> EXERCISE DIRECTIONS
In the listing below, the answer starts at the line that has "For each instance of the lower" and stops after the line that has "For each instance of the wheel"; please repeat that part exactly and nothing more.

> RECORDS FOR THE EXERCISE

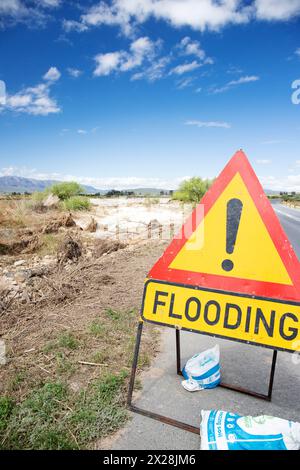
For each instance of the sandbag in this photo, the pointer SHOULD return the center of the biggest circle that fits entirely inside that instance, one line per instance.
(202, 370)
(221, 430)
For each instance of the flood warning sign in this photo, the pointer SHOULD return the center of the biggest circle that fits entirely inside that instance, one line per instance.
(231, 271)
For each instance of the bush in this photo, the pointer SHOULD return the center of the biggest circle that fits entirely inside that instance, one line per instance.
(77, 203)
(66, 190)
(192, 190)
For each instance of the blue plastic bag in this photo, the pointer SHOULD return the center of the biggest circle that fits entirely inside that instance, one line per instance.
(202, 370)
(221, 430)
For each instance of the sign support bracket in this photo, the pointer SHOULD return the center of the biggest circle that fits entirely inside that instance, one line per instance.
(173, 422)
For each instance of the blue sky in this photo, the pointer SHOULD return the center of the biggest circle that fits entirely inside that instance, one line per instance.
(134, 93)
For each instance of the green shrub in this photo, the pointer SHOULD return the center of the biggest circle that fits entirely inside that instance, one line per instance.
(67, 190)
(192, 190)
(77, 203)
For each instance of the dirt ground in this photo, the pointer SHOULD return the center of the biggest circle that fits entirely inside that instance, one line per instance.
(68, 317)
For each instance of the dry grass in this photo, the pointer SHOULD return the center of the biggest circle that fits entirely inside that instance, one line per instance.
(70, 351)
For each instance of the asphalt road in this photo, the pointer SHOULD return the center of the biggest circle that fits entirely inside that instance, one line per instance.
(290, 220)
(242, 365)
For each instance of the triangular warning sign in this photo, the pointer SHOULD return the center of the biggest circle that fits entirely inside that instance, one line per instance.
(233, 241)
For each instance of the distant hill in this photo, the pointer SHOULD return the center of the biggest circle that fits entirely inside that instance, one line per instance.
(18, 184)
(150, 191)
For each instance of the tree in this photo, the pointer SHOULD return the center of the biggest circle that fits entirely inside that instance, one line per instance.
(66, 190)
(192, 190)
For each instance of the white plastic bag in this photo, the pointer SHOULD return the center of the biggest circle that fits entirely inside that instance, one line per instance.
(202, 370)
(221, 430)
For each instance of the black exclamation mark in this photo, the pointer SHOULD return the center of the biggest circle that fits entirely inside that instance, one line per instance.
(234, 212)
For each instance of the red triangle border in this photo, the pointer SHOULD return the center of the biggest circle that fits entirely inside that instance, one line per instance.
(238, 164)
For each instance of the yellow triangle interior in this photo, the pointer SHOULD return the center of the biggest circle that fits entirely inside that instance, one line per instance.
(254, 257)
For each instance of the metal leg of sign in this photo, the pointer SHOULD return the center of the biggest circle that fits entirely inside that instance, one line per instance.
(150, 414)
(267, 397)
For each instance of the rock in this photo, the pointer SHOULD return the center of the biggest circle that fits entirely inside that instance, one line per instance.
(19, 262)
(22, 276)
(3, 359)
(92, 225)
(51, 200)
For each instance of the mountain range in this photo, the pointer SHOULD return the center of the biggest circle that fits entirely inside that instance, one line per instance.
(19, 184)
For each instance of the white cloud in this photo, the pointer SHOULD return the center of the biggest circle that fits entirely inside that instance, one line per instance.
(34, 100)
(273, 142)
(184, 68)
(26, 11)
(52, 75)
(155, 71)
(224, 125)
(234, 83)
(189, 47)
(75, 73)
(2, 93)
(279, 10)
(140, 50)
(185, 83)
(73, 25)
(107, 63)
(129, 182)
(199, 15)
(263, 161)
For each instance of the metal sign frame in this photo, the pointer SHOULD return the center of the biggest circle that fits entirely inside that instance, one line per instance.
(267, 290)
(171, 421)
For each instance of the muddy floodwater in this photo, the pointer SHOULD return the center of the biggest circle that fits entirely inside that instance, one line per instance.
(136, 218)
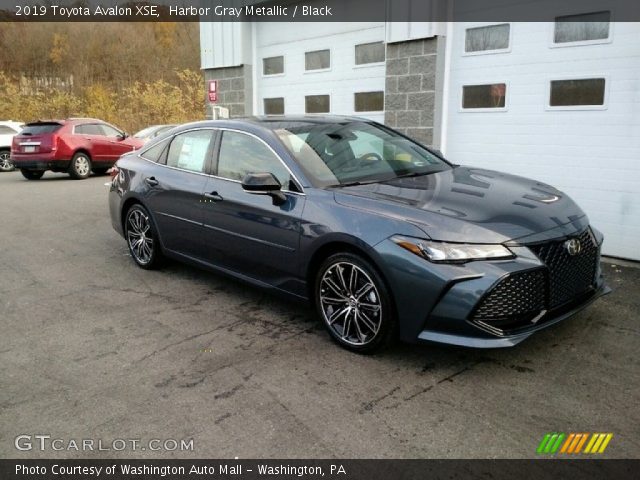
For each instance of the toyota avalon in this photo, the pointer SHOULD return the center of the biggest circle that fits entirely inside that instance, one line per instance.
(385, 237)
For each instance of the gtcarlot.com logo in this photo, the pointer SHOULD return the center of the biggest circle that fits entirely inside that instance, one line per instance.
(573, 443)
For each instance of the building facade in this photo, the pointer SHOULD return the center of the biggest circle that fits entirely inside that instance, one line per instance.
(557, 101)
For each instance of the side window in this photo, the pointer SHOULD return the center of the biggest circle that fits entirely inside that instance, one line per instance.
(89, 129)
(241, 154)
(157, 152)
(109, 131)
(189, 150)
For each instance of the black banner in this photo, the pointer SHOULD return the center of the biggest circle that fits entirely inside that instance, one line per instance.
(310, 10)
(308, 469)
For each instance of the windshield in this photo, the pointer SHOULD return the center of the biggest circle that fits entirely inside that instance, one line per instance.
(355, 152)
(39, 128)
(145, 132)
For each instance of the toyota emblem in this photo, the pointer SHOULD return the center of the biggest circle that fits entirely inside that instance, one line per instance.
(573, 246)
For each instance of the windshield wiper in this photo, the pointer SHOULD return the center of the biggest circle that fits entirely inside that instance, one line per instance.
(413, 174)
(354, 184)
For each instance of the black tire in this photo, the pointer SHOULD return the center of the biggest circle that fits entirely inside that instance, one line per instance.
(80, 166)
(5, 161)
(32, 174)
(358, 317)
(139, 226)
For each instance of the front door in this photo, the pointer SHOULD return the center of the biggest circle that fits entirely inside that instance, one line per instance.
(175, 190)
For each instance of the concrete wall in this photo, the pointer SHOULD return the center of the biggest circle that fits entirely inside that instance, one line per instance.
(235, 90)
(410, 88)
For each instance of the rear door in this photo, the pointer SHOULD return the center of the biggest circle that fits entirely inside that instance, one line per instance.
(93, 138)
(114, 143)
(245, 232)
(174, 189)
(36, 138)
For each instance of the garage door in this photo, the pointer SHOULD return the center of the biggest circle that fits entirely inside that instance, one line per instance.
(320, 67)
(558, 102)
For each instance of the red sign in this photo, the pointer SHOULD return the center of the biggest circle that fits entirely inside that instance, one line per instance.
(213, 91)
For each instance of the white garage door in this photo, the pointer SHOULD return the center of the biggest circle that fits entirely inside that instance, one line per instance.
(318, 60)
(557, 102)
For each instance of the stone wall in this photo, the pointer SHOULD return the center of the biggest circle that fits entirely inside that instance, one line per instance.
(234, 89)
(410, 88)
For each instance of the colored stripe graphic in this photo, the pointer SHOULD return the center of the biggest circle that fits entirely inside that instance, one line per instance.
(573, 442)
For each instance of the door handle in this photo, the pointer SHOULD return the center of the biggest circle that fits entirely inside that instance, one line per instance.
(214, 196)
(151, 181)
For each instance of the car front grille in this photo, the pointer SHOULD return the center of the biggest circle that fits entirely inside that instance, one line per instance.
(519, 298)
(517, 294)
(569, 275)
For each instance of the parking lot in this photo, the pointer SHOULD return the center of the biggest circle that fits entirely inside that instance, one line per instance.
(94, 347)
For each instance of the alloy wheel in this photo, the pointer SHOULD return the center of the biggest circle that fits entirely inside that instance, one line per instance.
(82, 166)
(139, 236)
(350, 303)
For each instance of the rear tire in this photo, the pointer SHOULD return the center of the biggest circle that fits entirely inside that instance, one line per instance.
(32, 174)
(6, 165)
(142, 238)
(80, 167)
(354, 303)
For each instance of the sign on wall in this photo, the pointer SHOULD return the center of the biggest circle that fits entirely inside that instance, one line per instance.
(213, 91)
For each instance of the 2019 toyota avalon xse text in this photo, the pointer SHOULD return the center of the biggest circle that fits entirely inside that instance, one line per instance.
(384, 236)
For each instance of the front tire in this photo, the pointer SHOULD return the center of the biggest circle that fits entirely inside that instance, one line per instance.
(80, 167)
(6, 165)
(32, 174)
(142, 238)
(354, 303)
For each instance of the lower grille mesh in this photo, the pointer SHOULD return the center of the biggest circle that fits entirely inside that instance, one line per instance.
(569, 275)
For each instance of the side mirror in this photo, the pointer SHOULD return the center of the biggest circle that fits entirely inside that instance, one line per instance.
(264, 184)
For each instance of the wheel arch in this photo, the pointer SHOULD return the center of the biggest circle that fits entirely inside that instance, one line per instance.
---
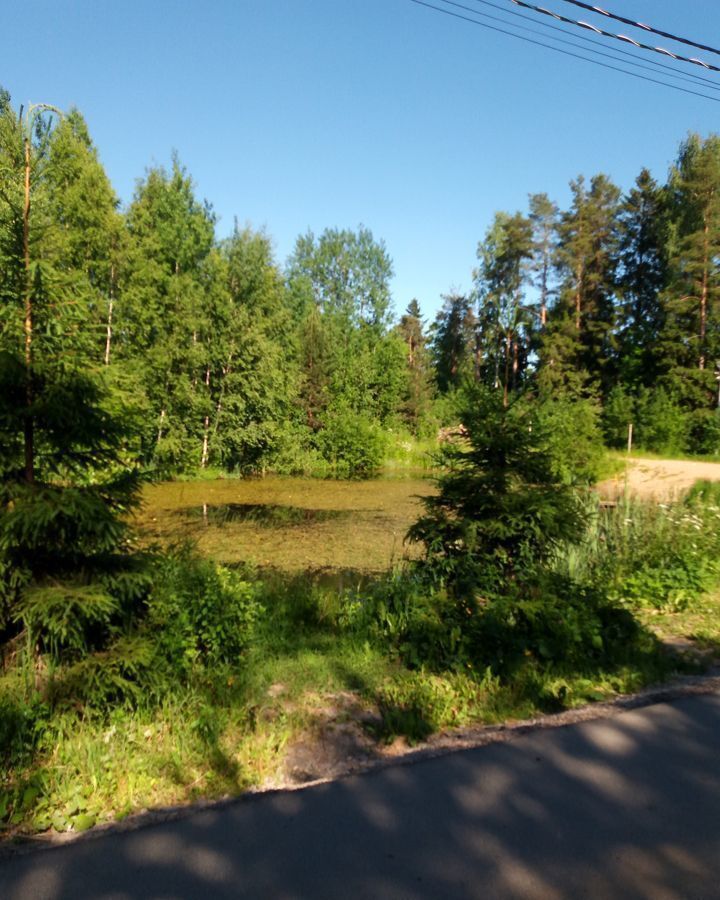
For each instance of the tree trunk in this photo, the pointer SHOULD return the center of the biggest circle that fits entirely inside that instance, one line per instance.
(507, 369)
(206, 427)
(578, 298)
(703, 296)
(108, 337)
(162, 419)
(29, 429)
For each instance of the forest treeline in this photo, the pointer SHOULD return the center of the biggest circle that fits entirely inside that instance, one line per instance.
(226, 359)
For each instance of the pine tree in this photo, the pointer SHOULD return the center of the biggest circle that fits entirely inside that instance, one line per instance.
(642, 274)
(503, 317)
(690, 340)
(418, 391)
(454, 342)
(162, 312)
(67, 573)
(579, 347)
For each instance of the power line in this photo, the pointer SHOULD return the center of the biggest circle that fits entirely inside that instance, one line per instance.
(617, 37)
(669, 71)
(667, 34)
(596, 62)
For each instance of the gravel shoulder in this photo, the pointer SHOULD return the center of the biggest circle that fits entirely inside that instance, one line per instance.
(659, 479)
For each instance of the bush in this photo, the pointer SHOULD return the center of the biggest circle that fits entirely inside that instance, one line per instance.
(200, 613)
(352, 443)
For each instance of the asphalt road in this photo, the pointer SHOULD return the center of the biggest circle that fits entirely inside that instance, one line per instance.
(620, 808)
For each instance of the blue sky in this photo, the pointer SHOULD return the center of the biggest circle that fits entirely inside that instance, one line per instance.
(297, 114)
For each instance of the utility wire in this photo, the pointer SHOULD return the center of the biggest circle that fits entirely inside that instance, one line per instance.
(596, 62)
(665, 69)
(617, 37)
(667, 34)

> SOLUTION FOR THIS EXERCISE
For each instance of the lower grille mesh in this photo, the pointer SHOULD return the center of the biggest circle that fits entirely inside that instance, one line per instance.
(569, 275)
For each instance of the side mirror in this photo, the pointer SHOULD return the center of the biggest circle that fits entirely inside that instance, one line per instance.
(264, 184)
For each instance of the wheel arch in this photo, the pointer SHOULD return the center of the biggest circle that fits entirely inside that instance, one line per instance.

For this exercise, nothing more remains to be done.